What is expected ::
Your task is to gather the lines below that hold the string "skyscraper".
■ ■ ■ ■ ■ ■ ■
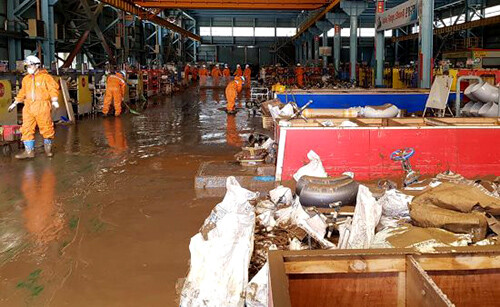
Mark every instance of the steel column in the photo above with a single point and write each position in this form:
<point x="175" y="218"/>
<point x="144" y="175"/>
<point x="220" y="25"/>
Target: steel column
<point x="425" y="42"/>
<point x="353" y="9"/>
<point x="379" y="48"/>
<point x="143" y="13"/>
<point x="337" y="19"/>
<point x="324" y="26"/>
<point x="304" y="50"/>
<point x="47" y="56"/>
<point x="315" y="32"/>
<point x="13" y="43"/>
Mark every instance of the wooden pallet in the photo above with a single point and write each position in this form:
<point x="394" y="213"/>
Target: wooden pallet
<point x="459" y="276"/>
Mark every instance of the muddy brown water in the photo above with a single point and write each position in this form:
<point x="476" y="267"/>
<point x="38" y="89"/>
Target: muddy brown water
<point x="107" y="221"/>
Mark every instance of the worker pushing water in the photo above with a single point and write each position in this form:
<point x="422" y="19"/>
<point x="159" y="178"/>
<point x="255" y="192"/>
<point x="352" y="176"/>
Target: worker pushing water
<point x="232" y="90"/>
<point x="115" y="92"/>
<point x="39" y="92"/>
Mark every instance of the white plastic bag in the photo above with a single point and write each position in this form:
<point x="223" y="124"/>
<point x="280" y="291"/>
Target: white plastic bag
<point x="281" y="195"/>
<point x="313" y="168"/>
<point x="366" y="217"/>
<point x="258" y="288"/>
<point x="314" y="226"/>
<point x="220" y="253"/>
<point x="394" y="208"/>
<point x="286" y="111"/>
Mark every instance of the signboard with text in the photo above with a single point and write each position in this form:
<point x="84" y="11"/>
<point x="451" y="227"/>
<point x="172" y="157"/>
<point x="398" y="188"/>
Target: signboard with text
<point x="399" y="16"/>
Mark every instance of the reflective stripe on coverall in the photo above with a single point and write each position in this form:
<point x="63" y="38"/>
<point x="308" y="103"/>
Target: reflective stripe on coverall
<point x="37" y="91"/>
<point x="194" y="74"/>
<point x="299" y="72"/>
<point x="115" y="90"/>
<point x="215" y="75"/>
<point x="187" y="69"/>
<point x="247" y="74"/>
<point x="231" y="93"/>
<point x="203" y="72"/>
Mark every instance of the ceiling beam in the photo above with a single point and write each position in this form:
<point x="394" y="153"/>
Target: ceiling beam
<point x="144" y="13"/>
<point x="235" y="4"/>
<point x="312" y="21"/>
<point x="454" y="28"/>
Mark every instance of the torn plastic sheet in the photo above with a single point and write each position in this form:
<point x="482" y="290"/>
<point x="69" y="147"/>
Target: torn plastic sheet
<point x="313" y="168"/>
<point x="221" y="252"/>
<point x="366" y="217"/>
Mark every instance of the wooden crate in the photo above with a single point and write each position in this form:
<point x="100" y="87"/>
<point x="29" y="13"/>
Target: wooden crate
<point x="267" y="122"/>
<point x="462" y="276"/>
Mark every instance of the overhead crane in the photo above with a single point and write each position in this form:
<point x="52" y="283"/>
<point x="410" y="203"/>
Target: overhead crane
<point x="235" y="4"/>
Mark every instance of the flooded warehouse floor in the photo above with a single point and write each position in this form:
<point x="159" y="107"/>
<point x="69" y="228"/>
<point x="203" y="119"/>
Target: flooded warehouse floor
<point x="107" y="221"/>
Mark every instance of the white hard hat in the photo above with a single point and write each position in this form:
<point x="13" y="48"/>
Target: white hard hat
<point x="32" y="60"/>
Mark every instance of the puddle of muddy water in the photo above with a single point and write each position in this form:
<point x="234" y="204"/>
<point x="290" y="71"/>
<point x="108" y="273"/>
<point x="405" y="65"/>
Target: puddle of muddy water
<point x="107" y="221"/>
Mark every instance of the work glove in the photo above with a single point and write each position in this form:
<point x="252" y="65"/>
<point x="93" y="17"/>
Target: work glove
<point x="12" y="106"/>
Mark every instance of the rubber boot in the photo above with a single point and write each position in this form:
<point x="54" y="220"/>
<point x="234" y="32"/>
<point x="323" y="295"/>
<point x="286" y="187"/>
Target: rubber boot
<point x="47" y="145"/>
<point x="29" y="152"/>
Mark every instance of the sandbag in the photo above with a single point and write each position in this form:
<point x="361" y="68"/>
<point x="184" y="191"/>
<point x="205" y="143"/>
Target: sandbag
<point x="427" y="215"/>
<point x="459" y="197"/>
<point x="385" y="111"/>
<point x="221" y="251"/>
<point x="366" y="217"/>
<point x="257" y="293"/>
<point x="313" y="168"/>
<point x="394" y="208"/>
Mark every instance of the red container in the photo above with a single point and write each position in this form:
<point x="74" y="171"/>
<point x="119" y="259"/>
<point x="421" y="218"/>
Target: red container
<point x="11" y="132"/>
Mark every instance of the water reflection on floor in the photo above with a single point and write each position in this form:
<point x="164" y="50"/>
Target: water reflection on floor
<point x="107" y="221"/>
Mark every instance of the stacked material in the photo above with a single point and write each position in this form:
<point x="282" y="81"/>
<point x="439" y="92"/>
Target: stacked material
<point x="233" y="244"/>
<point x="484" y="100"/>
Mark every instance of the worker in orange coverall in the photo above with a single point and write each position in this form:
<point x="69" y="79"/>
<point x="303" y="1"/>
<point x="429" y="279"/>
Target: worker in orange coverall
<point x="39" y="92"/>
<point x="115" y="91"/>
<point x="216" y="74"/>
<point x="299" y="73"/>
<point x="238" y="72"/>
<point x="233" y="138"/>
<point x="232" y="90"/>
<point x="194" y="73"/>
<point x="226" y="73"/>
<point x="187" y="70"/>
<point x="203" y="75"/>
<point x="247" y="74"/>
<point x="115" y="135"/>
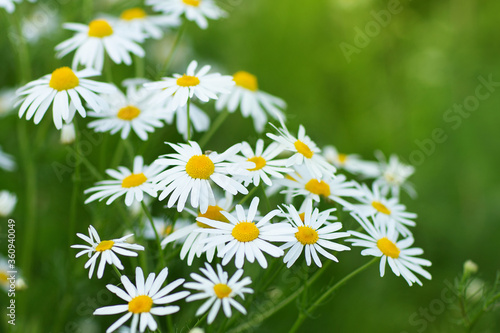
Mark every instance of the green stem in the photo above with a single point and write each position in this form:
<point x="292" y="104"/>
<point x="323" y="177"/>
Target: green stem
<point x="327" y="294"/>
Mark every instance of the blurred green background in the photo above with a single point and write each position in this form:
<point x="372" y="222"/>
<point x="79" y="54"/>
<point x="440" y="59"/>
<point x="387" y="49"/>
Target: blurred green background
<point x="392" y="94"/>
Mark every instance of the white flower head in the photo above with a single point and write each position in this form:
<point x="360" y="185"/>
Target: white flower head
<point x="92" y="41"/>
<point x="133" y="184"/>
<point x="107" y="249"/>
<point x="141" y="299"/>
<point x="382" y="242"/>
<point x="220" y="291"/>
<point x="64" y="89"/>
<point x="252" y="101"/>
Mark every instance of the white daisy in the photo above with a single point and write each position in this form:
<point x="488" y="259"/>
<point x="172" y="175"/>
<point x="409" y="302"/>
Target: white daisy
<point x="194" y="10"/>
<point x="381" y="241"/>
<point x="243" y="238"/>
<point x="191" y="171"/>
<point x="389" y="210"/>
<point x="252" y="101"/>
<point x="65" y="88"/>
<point x="6" y="161"/>
<point x="220" y="291"/>
<point x="304" y="150"/>
<point x="140" y="300"/>
<point x="107" y="249"/>
<point x="90" y="42"/>
<point x="200" y="84"/>
<point x="126" y="113"/>
<point x="133" y="184"/>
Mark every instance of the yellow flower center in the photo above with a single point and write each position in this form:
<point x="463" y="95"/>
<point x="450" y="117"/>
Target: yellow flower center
<point x="303" y="149"/>
<point x="188" y="81"/>
<point x="318" y="187"/>
<point x="140" y="304"/>
<point x="200" y="167"/>
<point x="193" y="3"/>
<point x="381" y="207"/>
<point x="388" y="248"/>
<point x="129" y="113"/>
<point x="100" y="29"/>
<point x="245" y="232"/>
<point x="222" y="290"/>
<point x="63" y="79"/>
<point x="259" y="161"/>
<point x="307" y="235"/>
<point x="212" y="213"/>
<point x="104" y="245"/>
<point x="134" y="180"/>
<point x="132" y="14"/>
<point x="246" y="80"/>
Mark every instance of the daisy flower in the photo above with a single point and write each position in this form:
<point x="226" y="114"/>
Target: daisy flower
<point x="313" y="234"/>
<point x="126" y="113"/>
<point x="351" y="163"/>
<point x="140" y="300"/>
<point x="194" y="10"/>
<point x="243" y="238"/>
<point x="220" y="291"/>
<point x="90" y="42"/>
<point x="6" y="161"/>
<point x="252" y="101"/>
<point x="389" y="210"/>
<point x="304" y="150"/>
<point x="182" y="87"/>
<point x="265" y="166"/>
<point x="381" y="241"/>
<point x="194" y="242"/>
<point x="191" y="171"/>
<point x="133" y="184"/>
<point x="107" y="249"/>
<point x="64" y="88"/>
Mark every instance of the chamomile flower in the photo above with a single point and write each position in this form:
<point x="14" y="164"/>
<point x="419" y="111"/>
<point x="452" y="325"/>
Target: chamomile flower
<point x="190" y="173"/>
<point x="182" y="87"/>
<point x="251" y="100"/>
<point x="389" y="210"/>
<point x="64" y="88"/>
<point x="265" y="165"/>
<point x="194" y="242"/>
<point x="382" y="241"/>
<point x="93" y="40"/>
<point x="133" y="184"/>
<point x="194" y="10"/>
<point x="126" y="113"/>
<point x="351" y="163"/>
<point x="220" y="291"/>
<point x="304" y="150"/>
<point x="141" y="299"/>
<point x="107" y="249"/>
<point x="243" y="238"/>
<point x="313" y="234"/>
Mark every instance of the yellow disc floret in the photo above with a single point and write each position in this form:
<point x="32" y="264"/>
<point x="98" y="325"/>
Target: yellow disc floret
<point x="134" y="180"/>
<point x="63" y="79"/>
<point x="222" y="290"/>
<point x="100" y="29"/>
<point x="245" y="232"/>
<point x="104" y="245"/>
<point x="200" y="167"/>
<point x="388" y="248"/>
<point x="128" y="112"/>
<point x="318" y="187"/>
<point x="246" y="80"/>
<point x="306" y="235"/>
<point x="140" y="304"/>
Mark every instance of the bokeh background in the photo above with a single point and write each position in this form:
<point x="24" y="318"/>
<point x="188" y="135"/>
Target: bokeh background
<point x="390" y="94"/>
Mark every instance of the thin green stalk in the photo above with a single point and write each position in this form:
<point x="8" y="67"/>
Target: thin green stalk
<point x="325" y="295"/>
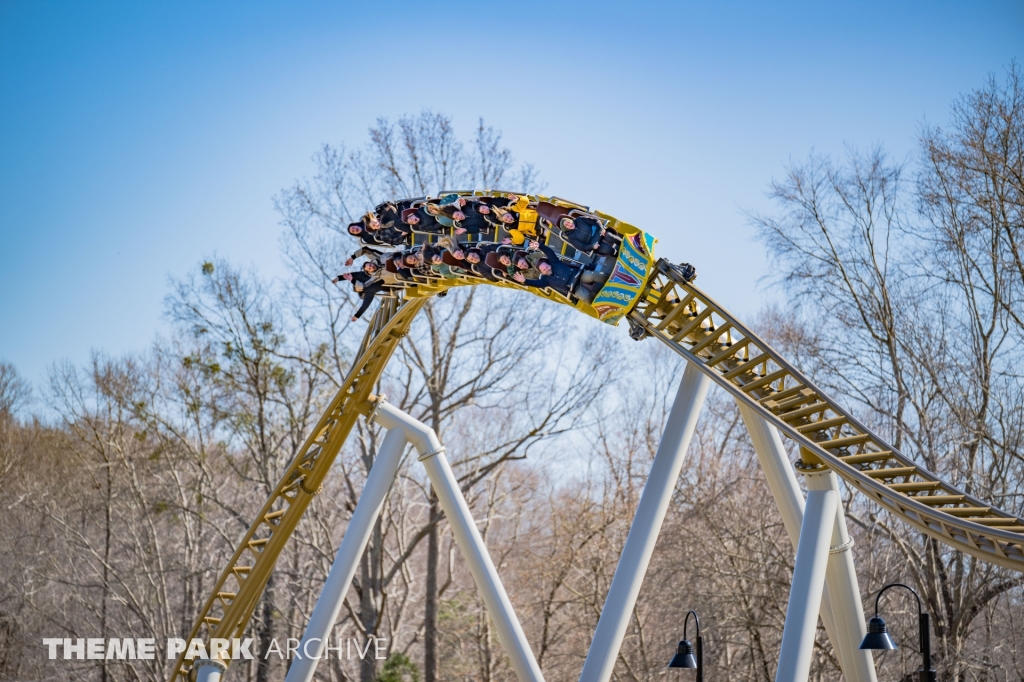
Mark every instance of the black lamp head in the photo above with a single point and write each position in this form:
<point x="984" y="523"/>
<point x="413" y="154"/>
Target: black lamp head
<point x="684" y="655"/>
<point x="878" y="636"/>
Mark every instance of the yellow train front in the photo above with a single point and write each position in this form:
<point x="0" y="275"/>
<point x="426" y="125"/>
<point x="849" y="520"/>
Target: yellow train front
<point x="625" y="274"/>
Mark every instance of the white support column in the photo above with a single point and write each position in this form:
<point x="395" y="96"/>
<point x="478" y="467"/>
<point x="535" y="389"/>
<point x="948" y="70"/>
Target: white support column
<point x="209" y="670"/>
<point x="646" y="524"/>
<point x="357" y="534"/>
<point x="808" y="585"/>
<point x="843" y="589"/>
<point x="468" y="538"/>
<point x="842" y="611"/>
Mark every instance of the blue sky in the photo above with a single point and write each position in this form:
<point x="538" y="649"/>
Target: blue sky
<point x="137" y="138"/>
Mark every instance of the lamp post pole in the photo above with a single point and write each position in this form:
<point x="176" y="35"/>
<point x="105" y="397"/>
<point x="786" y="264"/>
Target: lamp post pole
<point x="684" y="650"/>
<point x="878" y="634"/>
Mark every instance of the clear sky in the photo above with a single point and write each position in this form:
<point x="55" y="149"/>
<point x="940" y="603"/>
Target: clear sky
<point x="137" y="138"/>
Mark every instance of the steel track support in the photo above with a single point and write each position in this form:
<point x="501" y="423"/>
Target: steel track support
<point x="332" y="598"/>
<point x="841" y="611"/>
<point x="401" y="429"/>
<point x="808" y="585"/>
<point x="646" y="524"/>
<point x="467" y="536"/>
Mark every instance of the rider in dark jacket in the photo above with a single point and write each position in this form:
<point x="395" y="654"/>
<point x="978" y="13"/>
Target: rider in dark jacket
<point x="554" y="272"/>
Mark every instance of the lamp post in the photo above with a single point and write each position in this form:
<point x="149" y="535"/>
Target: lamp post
<point x="684" y="650"/>
<point x="878" y="635"/>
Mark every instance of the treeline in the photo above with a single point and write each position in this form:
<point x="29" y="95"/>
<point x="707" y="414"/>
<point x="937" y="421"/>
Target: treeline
<point x="902" y="285"/>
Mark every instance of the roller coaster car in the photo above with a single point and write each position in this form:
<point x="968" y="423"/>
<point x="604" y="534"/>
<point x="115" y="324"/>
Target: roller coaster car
<point x="609" y="300"/>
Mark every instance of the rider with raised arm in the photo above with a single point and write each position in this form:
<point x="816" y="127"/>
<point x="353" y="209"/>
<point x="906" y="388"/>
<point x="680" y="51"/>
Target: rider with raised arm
<point x="367" y="284"/>
<point x="584" y="233"/>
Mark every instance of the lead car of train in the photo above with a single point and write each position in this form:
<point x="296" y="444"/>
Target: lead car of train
<point x="616" y="276"/>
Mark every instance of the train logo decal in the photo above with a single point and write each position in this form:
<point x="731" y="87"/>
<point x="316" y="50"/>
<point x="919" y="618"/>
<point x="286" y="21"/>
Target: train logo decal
<point x="621" y="275"/>
<point x="627" y="280"/>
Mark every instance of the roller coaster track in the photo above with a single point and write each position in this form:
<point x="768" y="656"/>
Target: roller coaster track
<point x="691" y="324"/>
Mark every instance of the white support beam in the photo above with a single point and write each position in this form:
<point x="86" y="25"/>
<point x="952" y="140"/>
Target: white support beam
<point x="325" y="614"/>
<point x="646" y="525"/>
<point x="808" y="586"/>
<point x="843" y="588"/>
<point x="467" y="536"/>
<point x="842" y="612"/>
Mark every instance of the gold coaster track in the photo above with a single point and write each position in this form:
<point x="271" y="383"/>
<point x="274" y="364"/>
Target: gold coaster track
<point x="692" y="325"/>
<point x="237" y="592"/>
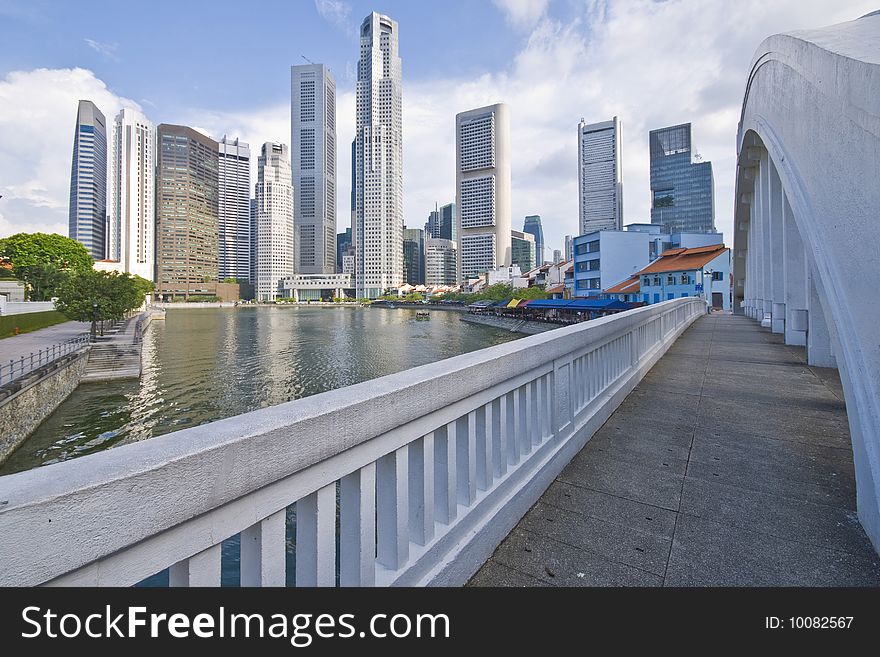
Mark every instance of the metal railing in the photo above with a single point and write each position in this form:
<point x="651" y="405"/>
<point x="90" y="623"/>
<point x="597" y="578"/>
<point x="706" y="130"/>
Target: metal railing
<point x="412" y="493"/>
<point x="25" y="364"/>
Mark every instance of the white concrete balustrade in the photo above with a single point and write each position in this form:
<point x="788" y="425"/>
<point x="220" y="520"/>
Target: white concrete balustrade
<point x="422" y="473"/>
<point x="806" y="255"/>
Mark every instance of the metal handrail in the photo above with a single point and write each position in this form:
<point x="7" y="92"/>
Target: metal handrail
<point x="25" y="364"/>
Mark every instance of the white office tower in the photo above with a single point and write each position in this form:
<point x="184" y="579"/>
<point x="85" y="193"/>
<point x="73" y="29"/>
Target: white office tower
<point x="313" y="160"/>
<point x="131" y="199"/>
<point x="274" y="221"/>
<point x="234" y="209"/>
<point x="482" y="184"/>
<point x="440" y="262"/>
<point x="600" y="176"/>
<point x="378" y="229"/>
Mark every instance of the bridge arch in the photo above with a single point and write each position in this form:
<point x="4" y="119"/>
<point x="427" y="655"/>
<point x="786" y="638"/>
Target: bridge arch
<point x="807" y="216"/>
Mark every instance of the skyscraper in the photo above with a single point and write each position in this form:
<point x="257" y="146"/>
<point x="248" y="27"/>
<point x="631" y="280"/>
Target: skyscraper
■ ■ ■ ■ ■ ■ ■
Expected answer ::
Mark every instance of the skyscraper in the photo above with a single point and write each position in this form:
Target: skyscraper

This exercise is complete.